Jobs:
**1)** Using the passage on the State Bar of California's attorney discipline, say whether each statement agrees with it: (a) The State Bar's backlog grew by 87 percent between the end of December 2015 and the end of June 2020. (b) The State Bar published its own special disciplinary audit in April 2021. (c) Girardi, his family and his employees gave more than $7.3 million to political candidates. Answer yes or no for each, and quote the words that decide it.
**2)** Answer these questions from the passage on the State Bar of California's attorney discipline:
(a) On what date was the Auditor's 2021 report released?
(b) Who commissioned the State Bar's special disciplinary audit?
(c) Which office received the State Bar's proposal on October 28, 2022?
**3)** Continue the passage on the State Bar of California's attorney discipline from its last sentence.

Selected extract:
A Los Angeles Times investigation documented how the now-disgraced attorney Tom Girardi cultivated close relationships with the agency and kept an unblemished law license despite over 100 lawsuits against him or his firm – with many alleging misappropriation of client money. Along with his family and employees, Girardi contributed more than $7.3 million to political candidates.

The Auditor of the State of California 2021 audit report is entitled “The State Bar of California: It Is Not Effectively Managing Its System for Investigating and Disciplining Attorneys Who Abuse the Public Trust” and was released on April 29, 2021.

The Auditor noted that “the State Bar’s backlog grew by 87 percent from the end of December 2015, to the end of June 2020.” As pointed out by the Auditor, this “growing backlog allows attorneys who are under investigation more time to continue practicing law while their cases are pending, increasing the risk for potential harm to the public.” The Auditor’s “analysis indicates that both higher- and lower-priority cases are taking significantly longer to resolve.” Additionally, as the Auditor highlights, the “State Bar is also disciplining attorneys at a drastically lower rate for reasons it cannot adequately explain. From 2015 through 2019, the total number of cases that resulted in discipline – including reprovals, suspensions, and disbarments – declined by 54 percent.”

The public outcry over Girardi’s long history of complaints prompted the State Bar to conduct its own special disciplinary audit, which it published in June 2021. The audit, commissioned by Interim Chief Trial Counsel Melanie Lawrence, revealed mistakes made in some investigations over the many decades of Mr. Girardi’s career going back some 40 years and spanning the tenure of many Chief Trial Counsels.

The State Bar subsequently prepared a proposal to streamline it’s disciplinary process. On October 28, 2022, the State Bar provided the Legislative Analyst’s Office (LAO) with its proposed (1) caseload processing standards for resolving attorney discipline cases within its Office of Chief Trial Counsel (OCTC), (2) establishment of a backlog goal and metrics to measure such a goal, and (3) staffing requirements needed to achieve the new standards.

Data extract:
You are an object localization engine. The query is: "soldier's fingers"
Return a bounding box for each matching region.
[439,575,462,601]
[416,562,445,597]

Responses for each task:
**1)**
(a) Yes: "the State Bar’s backlog grew by 87 percent from the end of December 2015, to the end of June 2020."
(b) No: "which it published in June 2021."
(c) Yes: "Along with his family and employees, Girardi contributed more than $7.3 million to political candidates."

**2)**
(a) April 29, 2021
(b) Interim Chief Trial Counsel Melanie Lawrence
(c) The Legislative Analyst's Office (LAO)

**3)**
As required by Chapter 723 of 2021 (SB 211, Umberg), The LAO presented its assessment of the State Bar’s proposal. which raised concerns with some of the assumption the state bar made in developing the new standards.

– – Overarching Comments – Consider Whether Changes for Additional Oversight Are Warranted. The State Bar’s proposal assumes that the existing disciplinary process is generally reasonable. However, the Legislature will want to consider whether it believes changes are warranted. Additionally, we note that the lack of legislative approval of the State Bar budget can make oversight difficult. Accordingly, the Legislature will want to consider what level of oversight it wants to exercise over State Bar processes and funding.
– – New Case Processing Standards – Partially Reasonable, but Raises Several Concerns. We found it reasonable to include both risk and complexity when prioritizing cases. However, we identified several concerns related to the proposed standards. For example, we find it unclear whether the aggressive time lines reflected in the standards are reasonable. In light of these concerns, we raised five key questions for legislative consideration. For example, the Legislature will want to consider how aggressive they believe case processing standards should be.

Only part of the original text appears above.